▸ **Problems and tasks**
1. Summarize the passage on Abbott and Pfizer stock in two sentences.
2. According to the passage on Abbott and Pfizer stock, what is Abbott's forward price-to-earnings ratio?
3. Write a continuation of the passage on Abbott and Pfizer stock, starting right after its final sentence.

▸ **Passage to read**

::::

While those claims have yet to be substantiated, it's hard to say what effect this will have on the company's foothold in the Asian markets or how widespread the problems are. Otherwise, Abbott looks like a winner.
In spite of its solid performance and (generally) positive outlook, Abbott is still priced less relative to its future earnings than its peers. It has a forward price-to-earnings ratio of 11.06 compared with its industry's average of 16.90. Abbott is also priced less than its peer with regard to its price-to-book ratio (3.80 vs. 4.94), its price-to-sales ratio (2.39 vs. 3.18) and its price to cash flow (10.35 vs. 11.23). Abbott also intends to continue buying back shares in 2012, which is another plus in its book. The company is currently trading at roughly $60 a share and pays a $2.04 dividend (3.40% yield).
The question is - is Abbott worth the risk?
I think this is a situation in which it is better to wait and see, especially since Abbott has so many strong competitors. Look at Pfizer (NYSE:PFE). It is currently trading at just under $22 a share and it pays an 88 cents dividend (4.00% yield). At this level, the company is priced at just 9.25 times its future earnings, and considerably less than Abbott. Pfizer's revenue leaves something to be desired - it dropped by over 3%, which in turn lowered the company's earnings per share - but the company is priced low enough to take a chance. In addition to having a low forward price-to-earnings ratio, Pfizer boasts a price-to-book value that is less than its peers (2.02 vs. 4.94). Its price-to-sales ratio is also lower (2.46 vs. 3.18) as is its price-to-cash flow (8.20 vs. 11.23).
The company has relatively low earnings growth estimates (which accounts for its low pricing), but I think that Pfizer is in a position to turn things around. It recently rebuffed an offer from Novartis AG (NYSE:NVS) to buy its animal health business. While that deal fell through, Bayer AG is reportedly interested and there has been some talk of Pfizer spinning off that portion of its business. Either way, that section of its business is valued at $15-$20 billion - however, it plays out selling or spinning off that portion is going to make a huge difference across the board.

::::

Source records
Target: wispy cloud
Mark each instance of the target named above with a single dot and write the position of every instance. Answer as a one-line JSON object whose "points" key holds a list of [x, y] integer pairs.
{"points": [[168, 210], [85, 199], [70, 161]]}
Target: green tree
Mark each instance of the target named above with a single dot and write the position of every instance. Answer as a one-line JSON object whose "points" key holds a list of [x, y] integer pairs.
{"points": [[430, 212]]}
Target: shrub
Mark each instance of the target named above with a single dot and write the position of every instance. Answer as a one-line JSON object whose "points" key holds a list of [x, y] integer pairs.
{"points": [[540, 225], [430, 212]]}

::::

▸ **Answers by item**
1. Abbott is priced below its peers on forward earnings, book value, sales and cash flow, plans to keep buying back shares in 2012, and pays a $2.04 dividend, though unsubstantiated claims make its effect on the Asian markets hard to judge. The writer would rather wait and see on Abbott and points to Pfizer, which is priced even lower and, despite a drop in revenue, may turn things around by selling or spinning off its animal health business.

2. Abbott's forward price-to-earnings ratio is 11.06.

3.
Rival Merck (NYSE:MRK) is also in a good position. The company has enjoyed incredible net income growth of 384.4% compared with the same quarter last year and has enjoyed a positive trend in its earnings per share as a result. Merck is also priced low at just over 10 times its forward earnings - which is less than Abbott but more than Pfizer. The company also boasts a low price-to-book ratio, coming in at 2.12 versus its peers' average 4.94, as well as a low price-to-sales ratio (2.41 vs. its peers' 3.18) and low price-to-cash-flow ratio (9.35 vs. its peers' 11.23).
I like Merck because it is priced low, but I am also a fan of the new products. There is Bridion, a neuromuscular reversal agent. There's also V503, a vaccine for cancers associated with HPV; odanacatib, a drug for osteoporosis patients to take just once a week; tredaptive, a niacin-based cholesterol reducing drug; and, suvorexant, an insomnia therapy drug. Merck plans to file Bridion and suvorexant with the FDA in 2012.
My recommendation is to leave Abbott on the back burner for now and put your money in well-known, well-performing stocks like Pfizer and Merck - both of which have big things in the works and are priced exceptionally low.
Disclosure: I have no positions in any stocks mentioned, and no plans to initiate any positions within the next 72 hours.